→ TASK DIRECTIONS
Edit the data between the lines holding "Could you put a marker on each instance of the forestay" and "point(205, 75)", inclusive, so that "mast" becomes "spar". Leave everything else as it is, and give back only those lines.

____ SUPPLIED DATA

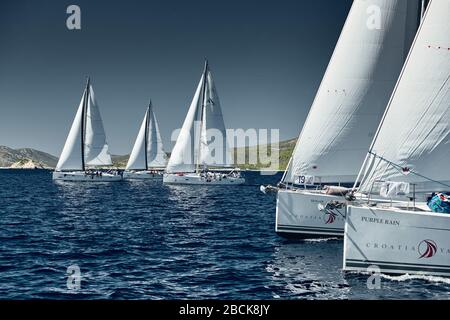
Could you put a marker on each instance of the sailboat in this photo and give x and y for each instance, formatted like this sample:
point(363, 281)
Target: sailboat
point(86, 148)
point(202, 143)
point(411, 148)
point(148, 159)
point(349, 104)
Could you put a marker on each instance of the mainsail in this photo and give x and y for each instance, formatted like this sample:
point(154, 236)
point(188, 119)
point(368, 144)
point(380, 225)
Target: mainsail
point(148, 151)
point(86, 143)
point(71, 157)
point(202, 141)
point(412, 142)
point(354, 91)
point(96, 148)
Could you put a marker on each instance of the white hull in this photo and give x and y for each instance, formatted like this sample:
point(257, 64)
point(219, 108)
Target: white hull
point(142, 175)
point(82, 176)
point(196, 179)
point(298, 215)
point(397, 241)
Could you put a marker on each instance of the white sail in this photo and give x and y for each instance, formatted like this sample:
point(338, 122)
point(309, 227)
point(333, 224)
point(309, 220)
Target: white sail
point(412, 143)
point(185, 151)
point(214, 149)
point(156, 157)
point(137, 156)
point(71, 156)
point(96, 149)
point(355, 90)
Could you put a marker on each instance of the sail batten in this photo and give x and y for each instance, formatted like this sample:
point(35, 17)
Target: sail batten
point(86, 143)
point(354, 92)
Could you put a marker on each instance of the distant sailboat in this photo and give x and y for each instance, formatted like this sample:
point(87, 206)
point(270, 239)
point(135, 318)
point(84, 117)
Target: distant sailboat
point(148, 159)
point(86, 147)
point(344, 116)
point(411, 148)
point(192, 157)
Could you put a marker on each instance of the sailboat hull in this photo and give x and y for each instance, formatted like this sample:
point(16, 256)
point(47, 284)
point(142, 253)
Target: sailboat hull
point(142, 175)
point(80, 176)
point(396, 241)
point(302, 215)
point(196, 179)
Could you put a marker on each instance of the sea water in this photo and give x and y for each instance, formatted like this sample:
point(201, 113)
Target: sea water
point(143, 240)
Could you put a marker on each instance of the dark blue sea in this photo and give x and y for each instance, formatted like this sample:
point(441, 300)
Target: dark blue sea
point(143, 240)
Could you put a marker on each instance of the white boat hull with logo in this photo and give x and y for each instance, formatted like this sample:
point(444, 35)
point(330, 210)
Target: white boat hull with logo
point(83, 176)
point(397, 241)
point(142, 175)
point(197, 179)
point(298, 215)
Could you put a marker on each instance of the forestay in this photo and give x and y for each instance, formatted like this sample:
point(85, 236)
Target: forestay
point(354, 91)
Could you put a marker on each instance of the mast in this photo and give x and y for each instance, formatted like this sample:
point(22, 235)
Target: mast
point(424, 5)
point(83, 121)
point(147, 120)
point(205, 75)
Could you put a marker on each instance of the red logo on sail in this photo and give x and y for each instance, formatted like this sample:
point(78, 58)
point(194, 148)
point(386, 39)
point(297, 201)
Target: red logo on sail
point(427, 249)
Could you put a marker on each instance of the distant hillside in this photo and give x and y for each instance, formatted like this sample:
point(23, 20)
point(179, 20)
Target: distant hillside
point(9, 156)
point(285, 152)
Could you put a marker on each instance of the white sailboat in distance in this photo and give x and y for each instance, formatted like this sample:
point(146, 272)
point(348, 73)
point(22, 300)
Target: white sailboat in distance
point(411, 149)
point(202, 142)
point(86, 148)
point(148, 159)
point(344, 116)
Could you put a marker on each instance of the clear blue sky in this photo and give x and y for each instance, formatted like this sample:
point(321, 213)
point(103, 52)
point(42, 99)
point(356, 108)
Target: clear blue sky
point(267, 58)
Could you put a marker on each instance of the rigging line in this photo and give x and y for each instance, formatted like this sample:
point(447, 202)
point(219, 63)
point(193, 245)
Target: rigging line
point(415, 173)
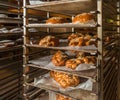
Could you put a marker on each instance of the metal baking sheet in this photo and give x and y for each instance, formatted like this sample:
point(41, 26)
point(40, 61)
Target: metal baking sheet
point(89, 49)
point(76, 94)
point(71, 7)
point(64, 25)
point(87, 71)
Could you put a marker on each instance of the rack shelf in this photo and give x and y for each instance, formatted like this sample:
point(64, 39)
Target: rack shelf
point(90, 74)
point(76, 94)
point(67, 25)
point(11, 49)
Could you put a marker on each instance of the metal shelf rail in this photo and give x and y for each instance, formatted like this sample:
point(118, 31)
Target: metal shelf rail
point(11, 56)
point(104, 76)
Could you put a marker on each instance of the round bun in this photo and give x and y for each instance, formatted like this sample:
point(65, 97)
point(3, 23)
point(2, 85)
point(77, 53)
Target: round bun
point(83, 18)
point(49, 41)
point(57, 20)
point(73, 63)
point(65, 80)
point(59, 58)
point(79, 41)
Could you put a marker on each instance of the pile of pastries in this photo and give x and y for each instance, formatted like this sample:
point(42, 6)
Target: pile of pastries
point(76, 39)
point(49, 41)
point(61, 59)
point(80, 18)
point(65, 80)
point(62, 97)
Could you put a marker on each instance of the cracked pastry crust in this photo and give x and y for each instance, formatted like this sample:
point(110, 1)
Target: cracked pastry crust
point(49, 41)
point(59, 58)
point(83, 18)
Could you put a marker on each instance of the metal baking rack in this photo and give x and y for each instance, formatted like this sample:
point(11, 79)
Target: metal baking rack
point(11, 56)
point(108, 16)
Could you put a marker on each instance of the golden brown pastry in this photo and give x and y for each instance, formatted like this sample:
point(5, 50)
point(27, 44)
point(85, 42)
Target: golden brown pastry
point(49, 41)
point(89, 60)
point(65, 80)
point(59, 58)
point(62, 97)
point(57, 20)
point(83, 18)
point(79, 41)
point(73, 36)
point(107, 39)
point(90, 42)
point(73, 63)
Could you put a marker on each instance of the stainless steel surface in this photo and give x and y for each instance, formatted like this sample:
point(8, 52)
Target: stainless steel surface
point(106, 72)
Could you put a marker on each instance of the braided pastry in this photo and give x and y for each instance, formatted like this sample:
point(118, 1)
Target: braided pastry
point(79, 41)
point(89, 60)
point(73, 63)
point(59, 58)
point(73, 36)
point(57, 20)
point(83, 18)
point(65, 80)
point(49, 41)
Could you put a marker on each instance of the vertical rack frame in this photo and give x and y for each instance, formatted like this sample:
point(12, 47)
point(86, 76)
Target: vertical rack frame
point(25, 49)
point(100, 59)
point(118, 31)
point(100, 49)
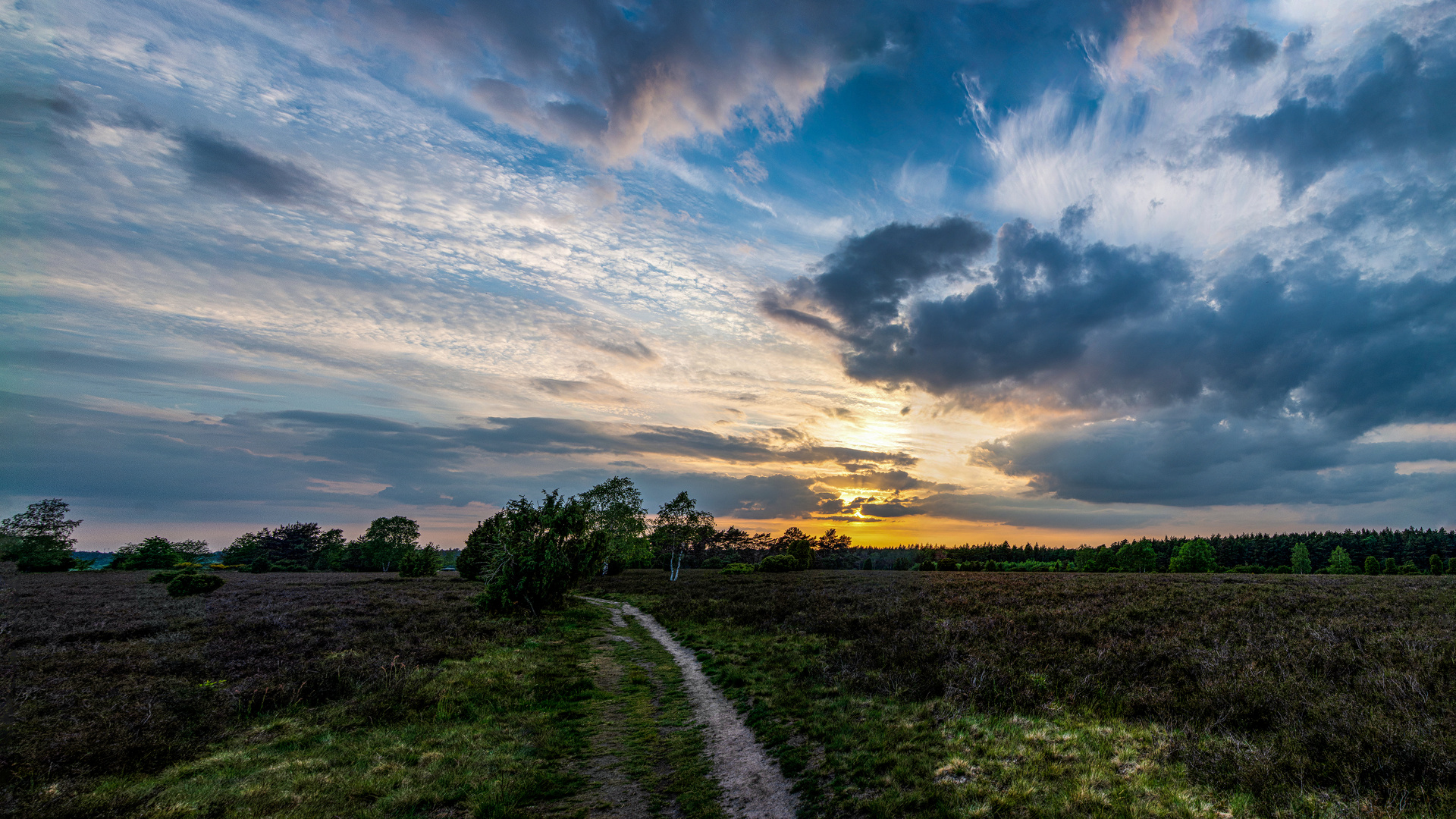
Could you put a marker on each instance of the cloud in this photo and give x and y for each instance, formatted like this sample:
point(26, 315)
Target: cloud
point(618, 79)
point(864, 281)
point(1402, 107)
point(1043, 300)
point(1248, 387)
point(218, 162)
point(1242, 49)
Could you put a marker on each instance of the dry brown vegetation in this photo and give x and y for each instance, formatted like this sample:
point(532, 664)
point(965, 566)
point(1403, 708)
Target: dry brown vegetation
point(105, 673)
point(1274, 686)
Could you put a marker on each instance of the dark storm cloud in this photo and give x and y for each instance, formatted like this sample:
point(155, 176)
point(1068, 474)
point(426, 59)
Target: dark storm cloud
point(1242, 49)
point(1405, 107)
point(595, 74)
point(1043, 299)
point(293, 460)
point(864, 281)
point(1193, 458)
point(1250, 388)
point(218, 162)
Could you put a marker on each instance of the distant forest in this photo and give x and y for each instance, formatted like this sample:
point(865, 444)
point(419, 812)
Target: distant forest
point(1267, 551)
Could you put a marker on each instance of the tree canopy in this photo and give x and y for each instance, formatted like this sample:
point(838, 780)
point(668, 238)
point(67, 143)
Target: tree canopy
point(530, 556)
point(39, 538)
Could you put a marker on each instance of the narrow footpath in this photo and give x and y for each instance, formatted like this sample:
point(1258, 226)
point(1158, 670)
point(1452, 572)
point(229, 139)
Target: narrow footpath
point(752, 786)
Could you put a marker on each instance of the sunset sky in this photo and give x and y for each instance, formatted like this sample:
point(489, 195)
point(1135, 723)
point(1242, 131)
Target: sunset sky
point(1031, 270)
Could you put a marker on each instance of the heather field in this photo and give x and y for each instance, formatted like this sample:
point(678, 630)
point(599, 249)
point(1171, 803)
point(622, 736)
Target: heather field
point(878, 692)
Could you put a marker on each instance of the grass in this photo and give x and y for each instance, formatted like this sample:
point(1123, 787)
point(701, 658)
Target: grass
point(494, 742)
point(881, 694)
point(356, 694)
point(897, 692)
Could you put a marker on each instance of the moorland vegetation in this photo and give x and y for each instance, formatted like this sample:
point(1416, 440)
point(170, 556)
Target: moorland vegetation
point(1164, 672)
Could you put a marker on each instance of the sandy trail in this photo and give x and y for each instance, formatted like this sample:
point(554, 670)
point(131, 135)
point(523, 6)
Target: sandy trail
point(752, 781)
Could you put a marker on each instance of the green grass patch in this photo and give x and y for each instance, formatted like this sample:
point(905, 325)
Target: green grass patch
point(664, 745)
point(497, 738)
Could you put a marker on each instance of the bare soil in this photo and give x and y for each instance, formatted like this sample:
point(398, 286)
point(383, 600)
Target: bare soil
point(752, 781)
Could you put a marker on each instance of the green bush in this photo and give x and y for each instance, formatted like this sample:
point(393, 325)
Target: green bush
point(193, 582)
point(530, 556)
point(39, 538)
point(1194, 556)
point(1340, 563)
point(419, 563)
point(1299, 560)
point(781, 563)
point(156, 553)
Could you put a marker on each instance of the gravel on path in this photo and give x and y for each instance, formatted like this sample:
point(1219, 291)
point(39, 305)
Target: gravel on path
point(752, 781)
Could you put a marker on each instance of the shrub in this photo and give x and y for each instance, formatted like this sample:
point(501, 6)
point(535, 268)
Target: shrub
point(1138, 557)
point(419, 563)
point(1340, 563)
point(156, 553)
point(1194, 556)
point(781, 563)
point(530, 556)
point(39, 538)
point(193, 582)
point(1299, 560)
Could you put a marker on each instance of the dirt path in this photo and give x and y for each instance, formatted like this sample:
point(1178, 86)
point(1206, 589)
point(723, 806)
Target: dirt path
point(752, 781)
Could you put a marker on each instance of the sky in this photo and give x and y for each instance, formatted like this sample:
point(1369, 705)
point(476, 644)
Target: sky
point(1034, 270)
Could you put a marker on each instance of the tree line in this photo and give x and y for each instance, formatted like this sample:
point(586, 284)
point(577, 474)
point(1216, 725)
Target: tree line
point(609, 528)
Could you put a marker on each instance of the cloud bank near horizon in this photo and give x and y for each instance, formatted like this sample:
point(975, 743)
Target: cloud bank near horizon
point(1138, 264)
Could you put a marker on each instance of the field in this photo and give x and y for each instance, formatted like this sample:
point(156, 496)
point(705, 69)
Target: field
point(883, 694)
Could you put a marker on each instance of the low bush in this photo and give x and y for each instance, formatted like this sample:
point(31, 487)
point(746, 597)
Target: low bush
point(419, 563)
point(775, 564)
point(188, 583)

________

→ CORRECT RESPONSE
Could you put a marker on each instance of the forestay in this photo and give x and y for each instance, formatted like this sample:
point(85, 236)
Target: forestay
point(354, 91)
Could you put a marker on each instance of the spar in this photo and give x and y for each instance, formatted like this sample:
point(22, 235)
Target: spar
point(424, 5)
point(83, 121)
point(147, 120)
point(205, 75)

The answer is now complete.